Dix jours plus tard, la police débarque à Saint-Mandé et interpelle Fabienne. L'affaire de la« mère infanticide de Berck » provoque un émoi national. Avocate dans l'affaire d'Outreau, le bâtonnier du barreau de Boulogne en a vu d'autres. Pourtant, le 30 novembre, alors que sa cliente quitte le tribunal, Me Roy-Nansion ne s'attend pas à être pourchassée par une foule en délire. « Salope ! », « On va te pendre avec elle ! » ... Seule une haie formée par les journalistes la met à l'abri. Les jours qui suivent ne sont qu'objurgations et lettres anonymes. « Vous n'avez pas honte de défendre un tel monstre ? » lui écrit une maman horrifiée.

« Elle est à moi »

Qui connait vraiment Fabienne Kabou ? « Ce n'est pauvre fille qui descend de la lune. Ce n'est pas un monstre », risque Fabienne Roy-Nansion, tout en admettant n'être pas parvenue à percer le mystère de cette jolie Franco-Sénégalaise qui porte le même prénom qu'elle. Née à Dakar dans une famille catholique aisée, elle est élevée à l'occidentale par sa mère et sa grand-mère. Un clan de femmes. Si ses parents vivent séparément, elle voit avec bonheur son père, diplomate, tous les week-ends. Excellente joueuse de tennis, elle adore lire, préférant les classiques aux polars. Son bac en poche, elle s'envole pour Paris où elle vit chez une tante. Après deux ans en archi, elle se lance dans des études de philo. Solide, elle a les pieds sur terre. Dotée d'un QI supérieur à la moyenne, cultivée, lettrée, cette jeune femme au regard doux a tout pour réussir. Seulement, en licence, elle omet de faire valider certaines UV et ne peut prétendre à entrer en maîtrise. Selon son avocate, elle serait « fâchée avec tout ce qui est administratif », comme réfractaire à la paperasse. Fabienne Kabou se met alors à vivre de petits boulots avant de rencontrer Michel, ancien cadre commercial en Afrique noire, devenu sculpteur sur bois à Saint-Mandé.

Lignes:
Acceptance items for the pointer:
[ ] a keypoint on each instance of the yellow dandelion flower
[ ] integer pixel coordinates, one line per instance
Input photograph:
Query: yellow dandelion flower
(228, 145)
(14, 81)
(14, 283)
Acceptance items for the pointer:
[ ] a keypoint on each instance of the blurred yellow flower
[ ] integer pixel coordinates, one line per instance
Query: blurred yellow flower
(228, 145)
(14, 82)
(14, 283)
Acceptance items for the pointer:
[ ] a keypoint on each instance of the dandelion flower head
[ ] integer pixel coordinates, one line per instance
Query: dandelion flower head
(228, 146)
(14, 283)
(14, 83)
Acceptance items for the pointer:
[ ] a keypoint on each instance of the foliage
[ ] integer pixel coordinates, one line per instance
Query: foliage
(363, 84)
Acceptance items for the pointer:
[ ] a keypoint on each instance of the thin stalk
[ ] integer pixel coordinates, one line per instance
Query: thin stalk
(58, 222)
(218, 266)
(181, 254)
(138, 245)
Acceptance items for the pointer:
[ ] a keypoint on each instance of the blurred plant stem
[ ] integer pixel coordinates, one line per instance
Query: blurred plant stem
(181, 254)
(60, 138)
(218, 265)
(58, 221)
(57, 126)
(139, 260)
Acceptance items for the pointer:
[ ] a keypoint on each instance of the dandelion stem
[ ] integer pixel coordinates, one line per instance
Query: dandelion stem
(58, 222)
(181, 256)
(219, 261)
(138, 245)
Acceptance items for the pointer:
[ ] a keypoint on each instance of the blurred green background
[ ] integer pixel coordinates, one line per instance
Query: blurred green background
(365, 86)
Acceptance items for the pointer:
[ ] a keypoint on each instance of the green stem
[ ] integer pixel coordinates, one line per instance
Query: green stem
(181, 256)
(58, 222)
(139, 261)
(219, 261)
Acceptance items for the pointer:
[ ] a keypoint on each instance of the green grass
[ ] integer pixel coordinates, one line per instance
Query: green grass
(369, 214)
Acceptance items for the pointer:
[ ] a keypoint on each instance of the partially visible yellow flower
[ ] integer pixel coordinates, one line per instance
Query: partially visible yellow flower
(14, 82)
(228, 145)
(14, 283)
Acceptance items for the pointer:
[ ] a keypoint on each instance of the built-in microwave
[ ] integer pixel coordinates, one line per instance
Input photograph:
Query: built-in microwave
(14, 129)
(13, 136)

Consignes:
(1) Reproduisez fidèlement le passage du texte sur Fabienne Kabou qui commence à "Dix jours plus" et se termine à "une maman horrifiée.".
(2) Poursuivez, s'il vous plaît, le texte sur Fabienne Kabou à partir de l'endroit où il s'arrête.
Les items ne sont pas nécessaires pour cet exercice.

Résultats par consigne:
(1)
Dix jours plus tard, la police débarque à Saint-Mandé et interpelle Fabienne. L'affaire de la« mère infanticide de Berck » provoque un émoi national. Avocate dans l'affaire d'Outreau, le bâtonnier du barreau de Boulogne en a vu d'autres. Pourtant, le 30 novembre, alors que sa cliente quitte le tribunal, Me Roy-Nansion ne s'attend pas à être pourchassée par une foule en délire. « Salope ! », « On va te pendre avec elle ! » ... Seule une haie formée par les journalistes la met à l'abri. Les jours qui suivent ne sont qu'objurgations et lettres anonymes. « Vous n'avez pas honte de défendre un tel monstre ? » lui écrit une maman horrifiée.

(2)
Michel est de vingt-sept ans son aîné. Durant une dizaine d'années, ils forment un couple d'intellectuels férus d'art. Leurs personnalités sont complexes, leur relation est forte et réciproque. Lui a déjà une grande fille d'un précédent mariage et ne souhaite plus d'enfant. Pourtant, Fabienne tombe enceinte. Le 7 août 2012, elle donne naissance à Adélaïde. Michel est absent pour quelques jours. Il pensait que sa compagne accoucherait plus tard. Quand il rentre à l'atelier, il découvre la mère et l'enfant. Fabienne lui affirme qu'elle a accouché à la clinique. Il en déduit qu'elle y a accompli toutes les démarches liées à l'état civil. En réalité, elle n'a jamais été suivie par aucun médecin, a enfanté seule à la maison et a délibérément omis de déclarer leur fille. Michel propose d'aller reconnaître l'enfant. « Elle est à moi », lui rétorque la jeune mère. Michel s'incline.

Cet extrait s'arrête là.